Testes não medem eficiência da escola, diz especialista
ANTÔNIO GOIS
Clipping Educacional - Folha de São Paulo
O
brasileiro Flávio Cunha, 38, ingressou há 11 anos no doutorado em
economia da Universidade de Chicago disposto a estudar lei de falências.
Ao assistir as aulas do prêmio Nobel de Economia James Heckman, no
entanto, mudou de ideia.
Heckman,
mundialmente reconhecido por estudos que comprovam a importância de
intervenções de qualidade nos primeiros anos de vida da criança,
convenceu Cunha a se juntar a ele em uma nova empreitada.
Juntos,
os dois passaram a investigar o impacto que intervenções na infância
tinham em habilidades não mensuradas em testes escolares. A conclusão
foi que, mesmo não tendo efeito tão significativo em testes de linguagem
ou matemática, programas de alta qualidade foram decisivos para, na
vida adulta, diminuir o envolvimento em crimes ou casos de gravidez
precoce.
Para
ele, esses achados evidenciam que é um erro avaliar o impacto da escola
somente através de testes. Ele critica também o fato de, no Brasil, as
discussões sobre investimento na primeira infância se limitarem, em sua
opinião, a discutir a quantidade de vagas em creche.
Cunha
hoje é professor da Universidade da Pensilvânia. Participa nesta semana
do 1º Fórum Insper de Políticas Públicas, em São Paulo.
Folha
- Políticas públicas de qualidade para a primeira infância costumam ser
muito caras. Não é irrealista imaginar que um país como o Brasil tenha
condições de adotá-las, já que 80% das crianças de zero a três anos hoje
estão fora de creches?
Flavio
Cunha - O que me preocupa no caso do Brasil é esta ideia de que
política para a primeira infância se resume a construir creche. O debate
sobre primeira infância foi praticamente sequestrado por essa ideia.
Discute-se o prédio, mas sabe-se lá o que as crianças vão fazer lá
dentro. Ninguém debate currículo de creche.
Deveríamos
estar mais preocupados em adotar programas que comprovadamente deram
certo. A implementação deles foi cara, pois eram atividades que serviam
poucas crianças. Mas é possível implementá-las sem um custo tão elevado.
Quando
se fez o primeiro Ipad [dispositivo da Apple lançado no ano passado],
ele foi extremamente caro. Mas, a partir do momento em que se cria um
modelo, é mais fácil replicá-lo de forma mais barata.

O QUE FAZER:
A: Digite novamente o trecho do texto sobre a primeira infância que vai de "Discute-se o prédio, mas" até "forma mais barata.", incluindo essas palavras.
B: Traduza para o inglês esta frase do texto sobre a primeira infância: "O debate sobre primeira infância foi praticamente sequestrado por essa ideia."

INFORMAÇÕES EXIBIDAS:

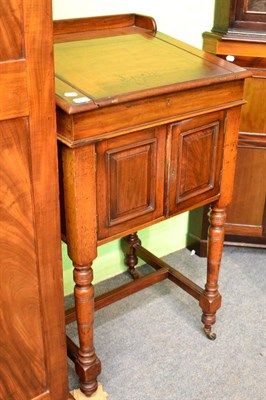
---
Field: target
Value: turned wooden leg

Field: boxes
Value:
[199,206,226,340]
[74,263,101,396]
[122,232,141,279]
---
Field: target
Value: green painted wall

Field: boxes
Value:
[53,0,214,294]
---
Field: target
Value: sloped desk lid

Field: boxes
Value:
[54,15,250,114]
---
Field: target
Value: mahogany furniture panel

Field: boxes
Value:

LISTA DE RESPOSTAS:
A:
Discute-se o prédio, mas sabe-se lá o que as crianças vão fazer lá
dentro. Ninguém debate currículo de creche.
Deveríamos
estar mais preocupados em adotar programas que comprovadamente deram
certo. A implementação deles foi cara, pois eram atividades que serviam
poucas crianças. Mas é possível implementá-las sem um custo tão elevado.
Quando
se fez o primeiro Ipad [dispositivo da Apple lançado no ano passado],
ele foi extremamente caro. Mas, a partir do momento em que se cria um
modelo, é mais fácil replicá-lo de forma mais barata.

B: The debate on early childhood has practically been hijacked by this idea.